===== PASSAGE TO READ =====

Hazard
checking algorithm version 1.4 10/08/2002
1.
[Done]
Color all states with R or F based on the Boolean evaluation of the node under
consideration.
2.
[Done]
Speed Independent edge stabilization. Find the state->state transitions where
the output changes and see if the path from my node of interest to the output
can propagate. If so, then color the edge with a 0 or 1, depending on the
Boolean evaluation. Store these stabilized edges in a linked list for
propagation later.
3. [Done]
Find points where the state graph has state-to-state transitions from R->F
or F->R (this is where there is a change in evaluation on my node under
consideration). Store these in a separate linked list. For each of these, do
the following:
4. [Done]
Find the edge transition at which this occurs (i.e. a+, b-, etc.). Store this
in the linked list.
5. [Done]
Set this as the reference point.
6. [Done]
Find the maximum delay from this reference point to the node of interest in my
decomposition. If more than one path, take the outside bounds.
Note: Sense ignored in decomposition i.e. if the reference transition is
a+ then a timing must be calculated for any a+ or a- input found in my
decomposition.
7. [Done]
Find the zone associated with the state previous to the reference transition.
8. [Done] Make a new zone of
dimension + 1.
9. [Done] Copy previous clocks data
into new zone.
10. [Done] Set all new entries
equal to INFINITY except the diagonal entry which should be set to 0;
11. [Done] Make new clockkey vector
of dimension + 1, copy previous clockkey data, and put new transition in the
new entry.
10. [Done] Modify zone with new <lower,
upper> information.

===== RECORD LIST =====

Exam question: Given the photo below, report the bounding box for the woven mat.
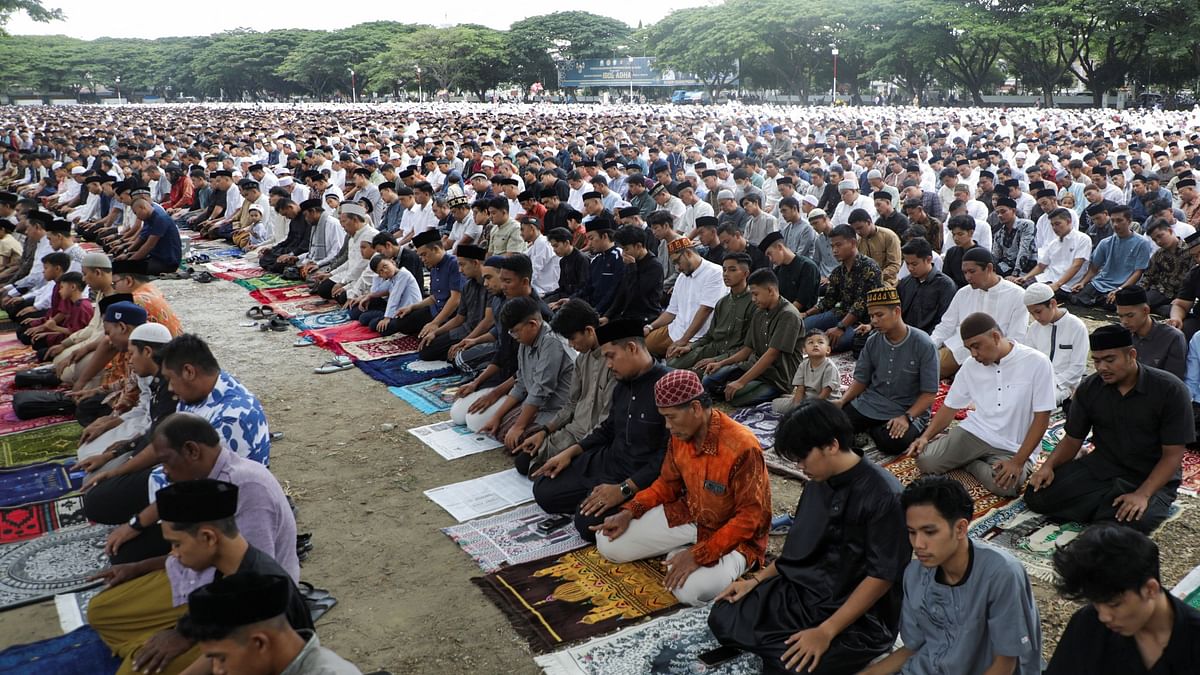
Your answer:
[0,525,112,610]
[472,546,678,653]
[442,504,588,572]
[534,607,762,675]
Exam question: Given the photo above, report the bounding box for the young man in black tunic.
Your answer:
[708,400,912,675]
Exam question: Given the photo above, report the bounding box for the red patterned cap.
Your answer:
[654,370,704,408]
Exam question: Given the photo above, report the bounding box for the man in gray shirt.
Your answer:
[834,288,938,455]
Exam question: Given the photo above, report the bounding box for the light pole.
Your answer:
[829,47,838,106]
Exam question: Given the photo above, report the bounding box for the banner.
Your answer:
[558,56,738,88]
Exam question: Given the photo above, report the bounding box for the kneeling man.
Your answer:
[593,370,770,604]
[908,312,1057,497]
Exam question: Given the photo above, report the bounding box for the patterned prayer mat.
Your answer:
[354,354,456,387]
[289,307,350,330]
[0,626,121,675]
[442,504,588,572]
[341,331,421,362]
[472,546,678,653]
[534,607,762,675]
[388,375,467,414]
[0,462,84,507]
[233,274,304,291]
[0,424,83,467]
[0,495,88,544]
[0,525,112,610]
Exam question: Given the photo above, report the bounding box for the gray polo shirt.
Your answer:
[851,325,937,420]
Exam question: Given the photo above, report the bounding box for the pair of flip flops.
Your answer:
[246,305,275,321]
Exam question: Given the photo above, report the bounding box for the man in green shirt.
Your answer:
[703,269,804,407]
[667,253,754,374]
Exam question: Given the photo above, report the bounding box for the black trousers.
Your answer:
[83,461,170,565]
[533,459,620,542]
[1025,459,1175,533]
[842,401,920,455]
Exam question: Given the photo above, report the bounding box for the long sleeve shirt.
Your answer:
[623,410,770,567]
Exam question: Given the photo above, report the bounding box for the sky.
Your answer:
[5,0,718,40]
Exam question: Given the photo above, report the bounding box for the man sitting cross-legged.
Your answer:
[708,400,912,675]
[532,319,668,540]
[1025,325,1195,532]
[859,476,1042,675]
[513,296,616,476]
[593,370,770,604]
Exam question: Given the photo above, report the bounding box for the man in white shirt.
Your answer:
[644,237,730,358]
[1021,283,1088,413]
[930,246,1028,380]
[521,217,559,297]
[829,179,880,227]
[908,309,1056,497]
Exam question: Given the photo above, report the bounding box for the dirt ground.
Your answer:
[0,276,1200,674]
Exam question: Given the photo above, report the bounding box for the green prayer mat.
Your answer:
[0,422,83,466]
[233,274,304,291]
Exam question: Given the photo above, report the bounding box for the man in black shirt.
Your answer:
[1025,325,1195,532]
[708,399,912,673]
[1045,525,1200,675]
[532,319,670,542]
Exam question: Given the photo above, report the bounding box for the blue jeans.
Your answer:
[804,312,858,353]
[703,364,781,407]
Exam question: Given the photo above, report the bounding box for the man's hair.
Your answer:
[550,298,600,339]
[775,399,854,461]
[162,333,221,374]
[746,269,779,288]
[900,237,934,258]
[1054,524,1159,603]
[900,476,974,525]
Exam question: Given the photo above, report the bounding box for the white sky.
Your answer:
[5,0,718,40]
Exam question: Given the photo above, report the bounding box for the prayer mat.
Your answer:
[472,546,679,653]
[534,607,762,675]
[0,462,84,507]
[289,307,350,330]
[0,525,112,610]
[355,354,455,387]
[442,504,588,572]
[233,274,304,291]
[341,333,421,362]
[0,495,88,544]
[0,626,121,675]
[0,424,83,467]
[388,375,468,414]
[730,401,809,480]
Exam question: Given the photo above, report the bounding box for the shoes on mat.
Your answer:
[313,357,354,375]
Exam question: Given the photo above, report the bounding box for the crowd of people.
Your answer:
[0,104,1200,674]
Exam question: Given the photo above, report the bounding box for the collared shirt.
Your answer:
[1066,364,1195,485]
[946,340,1057,453]
[851,325,938,420]
[624,408,770,567]
[576,363,668,489]
[930,279,1030,364]
[509,322,575,419]
[896,269,959,333]
[280,629,362,675]
[817,253,883,321]
[550,348,617,442]
[1133,319,1188,380]
[666,261,730,341]
[738,297,804,392]
[1021,310,1089,404]
[1045,593,1200,675]
[150,448,300,607]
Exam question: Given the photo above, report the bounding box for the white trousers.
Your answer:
[596,506,746,605]
[450,387,504,431]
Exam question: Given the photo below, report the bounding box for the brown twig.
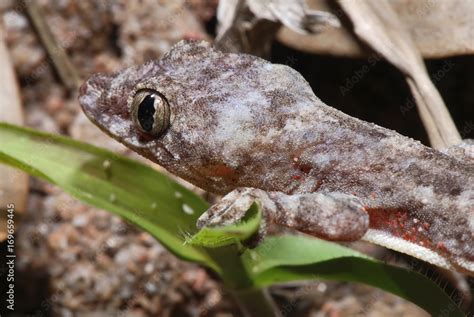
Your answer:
[339,0,461,149]
[24,1,81,92]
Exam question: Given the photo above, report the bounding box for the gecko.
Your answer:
[79,41,474,275]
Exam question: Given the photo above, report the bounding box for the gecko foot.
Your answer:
[197,188,369,244]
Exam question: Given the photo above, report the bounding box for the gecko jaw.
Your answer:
[362,229,474,276]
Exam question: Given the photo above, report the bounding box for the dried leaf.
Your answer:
[339,0,461,149]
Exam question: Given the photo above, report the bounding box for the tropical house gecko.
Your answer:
[79,41,474,275]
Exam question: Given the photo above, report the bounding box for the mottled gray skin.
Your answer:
[80,42,474,274]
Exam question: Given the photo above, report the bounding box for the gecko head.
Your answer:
[79,41,317,193]
[79,42,262,190]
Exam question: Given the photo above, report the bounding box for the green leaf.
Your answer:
[0,123,220,271]
[186,203,262,248]
[0,123,463,316]
[243,235,464,316]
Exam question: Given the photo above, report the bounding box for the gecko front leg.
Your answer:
[197,188,369,241]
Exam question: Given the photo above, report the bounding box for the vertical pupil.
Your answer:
[138,95,155,132]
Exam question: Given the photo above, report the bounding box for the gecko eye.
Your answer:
[132,89,170,136]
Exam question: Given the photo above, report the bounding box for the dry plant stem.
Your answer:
[0,26,29,237]
[24,1,81,92]
[234,289,282,317]
[339,0,461,149]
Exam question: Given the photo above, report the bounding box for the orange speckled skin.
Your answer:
[80,42,474,274]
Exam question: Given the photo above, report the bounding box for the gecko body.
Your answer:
[80,41,474,274]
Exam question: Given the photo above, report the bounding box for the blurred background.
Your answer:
[0,0,474,316]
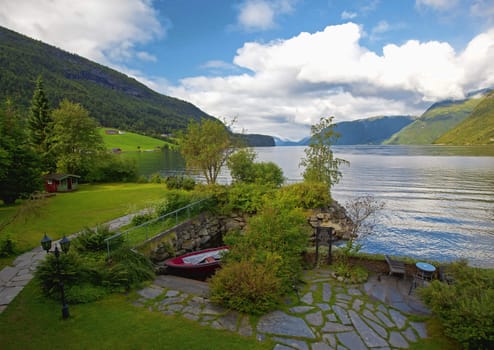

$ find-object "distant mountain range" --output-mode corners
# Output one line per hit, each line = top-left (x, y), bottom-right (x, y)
(0, 27), (274, 146)
(0, 27), (494, 146)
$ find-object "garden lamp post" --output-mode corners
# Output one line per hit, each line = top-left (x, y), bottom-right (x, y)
(41, 233), (70, 319)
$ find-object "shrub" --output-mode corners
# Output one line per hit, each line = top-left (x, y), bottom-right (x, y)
(275, 182), (331, 209)
(419, 262), (494, 349)
(131, 213), (155, 226)
(149, 173), (164, 184)
(73, 226), (123, 252)
(35, 251), (97, 299)
(224, 182), (273, 214)
(105, 248), (154, 292)
(221, 207), (309, 293)
(154, 190), (195, 217)
(165, 176), (196, 191)
(0, 236), (16, 258)
(209, 260), (281, 314)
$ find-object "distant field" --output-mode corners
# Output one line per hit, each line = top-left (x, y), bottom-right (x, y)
(99, 128), (171, 152)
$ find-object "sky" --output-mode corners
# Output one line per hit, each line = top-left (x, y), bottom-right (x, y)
(0, 0), (494, 140)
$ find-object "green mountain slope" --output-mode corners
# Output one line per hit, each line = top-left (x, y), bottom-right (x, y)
(384, 98), (481, 145)
(334, 115), (416, 145)
(435, 91), (494, 145)
(0, 27), (216, 135)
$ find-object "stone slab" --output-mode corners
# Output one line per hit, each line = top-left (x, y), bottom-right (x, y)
(273, 337), (309, 350)
(336, 332), (367, 350)
(0, 266), (19, 283)
(348, 310), (388, 348)
(257, 311), (315, 339)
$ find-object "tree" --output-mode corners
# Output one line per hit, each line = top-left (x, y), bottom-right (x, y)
(0, 101), (41, 205)
(50, 100), (105, 176)
(28, 76), (53, 153)
(178, 119), (236, 184)
(227, 148), (284, 187)
(300, 117), (350, 190)
(345, 194), (384, 239)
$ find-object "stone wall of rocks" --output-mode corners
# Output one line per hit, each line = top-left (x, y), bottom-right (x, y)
(139, 214), (246, 263)
(309, 201), (353, 244)
(139, 202), (352, 263)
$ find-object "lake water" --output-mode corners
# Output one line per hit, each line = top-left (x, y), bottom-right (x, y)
(123, 146), (494, 267)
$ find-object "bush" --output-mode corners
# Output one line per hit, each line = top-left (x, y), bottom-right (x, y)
(154, 190), (196, 217)
(73, 226), (123, 252)
(165, 176), (196, 191)
(223, 182), (273, 214)
(211, 206), (309, 313)
(209, 260), (281, 314)
(275, 182), (331, 209)
(35, 252), (98, 302)
(105, 248), (154, 292)
(0, 236), (16, 258)
(131, 213), (155, 226)
(419, 262), (494, 349)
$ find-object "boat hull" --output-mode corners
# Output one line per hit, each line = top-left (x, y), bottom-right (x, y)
(165, 246), (228, 280)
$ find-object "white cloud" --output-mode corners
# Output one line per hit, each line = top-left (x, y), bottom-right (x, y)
(341, 11), (357, 19)
(415, 0), (458, 11)
(237, 0), (296, 31)
(167, 23), (494, 139)
(0, 0), (166, 65)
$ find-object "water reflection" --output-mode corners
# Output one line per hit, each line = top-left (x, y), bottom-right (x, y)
(124, 146), (494, 267)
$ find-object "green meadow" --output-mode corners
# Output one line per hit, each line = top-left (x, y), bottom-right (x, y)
(98, 128), (174, 152)
(0, 183), (166, 268)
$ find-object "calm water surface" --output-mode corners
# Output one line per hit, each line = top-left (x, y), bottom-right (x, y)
(256, 146), (494, 267)
(128, 146), (494, 267)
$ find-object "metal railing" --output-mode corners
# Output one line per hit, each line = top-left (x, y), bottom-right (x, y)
(105, 198), (211, 258)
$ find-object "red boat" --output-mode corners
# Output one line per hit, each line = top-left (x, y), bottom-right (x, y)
(165, 246), (228, 279)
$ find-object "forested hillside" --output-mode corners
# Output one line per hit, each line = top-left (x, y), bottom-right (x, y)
(435, 91), (494, 145)
(334, 116), (416, 145)
(0, 27), (216, 136)
(384, 97), (481, 145)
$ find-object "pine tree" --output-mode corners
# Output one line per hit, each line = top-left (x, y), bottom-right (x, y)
(28, 75), (55, 172)
(0, 101), (41, 205)
(28, 75), (52, 151)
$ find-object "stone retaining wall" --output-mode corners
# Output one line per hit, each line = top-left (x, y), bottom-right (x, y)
(138, 214), (246, 263)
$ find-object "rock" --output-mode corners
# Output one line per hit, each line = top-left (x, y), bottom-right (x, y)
(348, 310), (388, 348)
(336, 332), (367, 350)
(257, 311), (315, 339)
(389, 332), (409, 349)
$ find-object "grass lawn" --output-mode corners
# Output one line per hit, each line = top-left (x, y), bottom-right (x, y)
(98, 128), (174, 152)
(0, 183), (166, 268)
(0, 282), (274, 350)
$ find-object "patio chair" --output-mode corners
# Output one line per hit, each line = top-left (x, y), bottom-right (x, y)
(408, 269), (434, 295)
(384, 255), (406, 278)
(437, 265), (455, 284)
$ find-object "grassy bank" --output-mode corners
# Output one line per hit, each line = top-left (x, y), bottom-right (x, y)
(0, 282), (273, 350)
(0, 183), (166, 268)
(98, 128), (173, 152)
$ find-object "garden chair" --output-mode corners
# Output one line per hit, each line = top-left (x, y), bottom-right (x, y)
(384, 255), (406, 278)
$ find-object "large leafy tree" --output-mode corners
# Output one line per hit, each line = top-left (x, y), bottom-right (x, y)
(50, 100), (105, 176)
(300, 117), (349, 190)
(0, 101), (41, 205)
(178, 119), (236, 184)
(27, 76), (55, 171)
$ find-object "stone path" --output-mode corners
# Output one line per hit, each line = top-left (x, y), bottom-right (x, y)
(134, 270), (428, 350)
(0, 209), (147, 313)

=====

## [EXERCISE REQUIREMENTS]
**A.** Mark each statement yes or no according to the hazard checking algorithm, and quote the words from it that settle the answer. (i) Stabilized edges are kept in a linked list. (ii) When more than one path exists, the shortest one is used. (iii) Every entry of a new zone is set to 0.
**B.** In the hazard checking algorithm, what goes into the new entry of the new clockkey vector?
**C.** Carry the hazard checking algorithm on past its final step.
These records were taken from a different source than the hazard checking algorithm.

## [ANSWER SET]
**A.**
(i) Yes: "Store these stabilized edges in a linked list for propagation later."
(ii) No: "If more than one path, take the outside bounds."
(iii) No: "Set all new entries equal to INFINITY except the diagonal entry which should be set to 0"

**B.** The new transition.

**C.**
Go to rules->[causal
transition][new transition], get lower field and place –(lower) in upper right
corner of clocks matrix. Get upper field and place in lower left corner.
11. [Done] Canonicalize zone. Use Floyd’s all path
algorithm.
12. [Done] Extract new timing information from
zone.
13. [Done]
Compare the minimum elapsed time in the zone with the maximum delay through my
decomposition.
14.
If
the minimum elapsed time is equal to or greater than delay through my
decomposition, color this edge with a stable color (1 if color was Rising, 0 if
color was Falling). Go to step 3, else go to step 7.
15. If I reach a
termination point, I cannot stabilize the edge so leave it colored as is. Go to
step 7. (A termination point is when I find an edge enabled in the opposite
direction of my reference transition(maybe), I reach an edge previously
stabilized, or the enabling on an edge changes from a R->F or an F->R.)
16. Propagate the
stable edges from the SI hazard check and the timed hazard check.
17. Propagate the
stable edges from the start state.
18. Check for and
report coloring inconsistencies.